Achtsamkeit und Mitmenschen

Südkora ist für die Schweizer Künstlerin Anna Anderegg eine Quelle der Inspiration. Dort trifft sie auf eine Gesellschaft, die sich mit der digitalen Repräsentation des Körpers und dem Thema Schönheit identifiziert.

16 mins read

Sie ist Choreografin. Studierte Tanz in Bern, Montpellier und Berlin. Anna Andereggs Arbeiten werden an Festivals in Europa, Asien, Russland und den USA präsentiert. Sie konzentriert sich in ihrer Arbeit auf den Dialog zwischen dem menschlichen Körper und seinem urbanen/digitalen Lebensraum. Früher unter dem Label ASPHALT PILOTEN, heute unter ihrem Namen, bringt die Schweizer Choreografin Kunst in den Alltag und den öffentlichen Raum.

Anna, du bist Tänzerin, Performance-Künstlerin, Choreografin und auch Schauspielerin?

Ich habe schon bei Filmen mitgewirkt. Als Schauspielerin würde ich mich jedoch nicht definieren. Das sind mehr experimentelle Projekte, wie das «Designed by another Architect», ein Projekt unter der Leitung von Sara Kim, welches den ersten Preis am Seoul Dance Film Festival erhalten hat.

Dann trifft „moderne, audiovisuelle Philosophin“ eher auf dich zu? Warum hast du genau diese „Tanz–Performance Ausdrucksform“ gewählt?

***

» AUFGABEN
1) Übersetze diesen Satz aus dem Textausschnitt ins Englische: „Anna Andereggs Arbeiten werden an Festivals in Europa, Asien, Russland und den USA präsentiert.“
2) Such aus den Datensätzen jede Zeile heraus, die das Wort „road“ enthält. Achte dabei auf Groß- und Kleinschreibung.

***

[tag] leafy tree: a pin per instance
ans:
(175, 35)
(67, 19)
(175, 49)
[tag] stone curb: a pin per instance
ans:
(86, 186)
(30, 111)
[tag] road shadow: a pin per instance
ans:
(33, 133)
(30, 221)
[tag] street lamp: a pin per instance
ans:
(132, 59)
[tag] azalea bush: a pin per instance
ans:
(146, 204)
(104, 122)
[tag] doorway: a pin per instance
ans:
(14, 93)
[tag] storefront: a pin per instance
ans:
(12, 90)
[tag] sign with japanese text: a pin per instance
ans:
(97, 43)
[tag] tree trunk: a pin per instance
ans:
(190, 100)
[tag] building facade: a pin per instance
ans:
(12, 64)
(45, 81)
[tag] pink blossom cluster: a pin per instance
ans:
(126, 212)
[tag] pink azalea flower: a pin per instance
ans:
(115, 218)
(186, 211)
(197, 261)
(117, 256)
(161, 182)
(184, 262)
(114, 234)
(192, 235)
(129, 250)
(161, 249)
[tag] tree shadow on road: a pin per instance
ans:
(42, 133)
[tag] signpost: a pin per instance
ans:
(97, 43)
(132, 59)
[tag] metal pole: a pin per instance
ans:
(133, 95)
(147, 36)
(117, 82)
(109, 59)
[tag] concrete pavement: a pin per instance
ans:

***

» LÖSUNGEN
1) Anna Anderegg's works are presented at festivals in Europe, Asia, Russia and the USA.

2)
[tag] road shadow: a pin per instance
[tag] tree shadow on road: a pin per instance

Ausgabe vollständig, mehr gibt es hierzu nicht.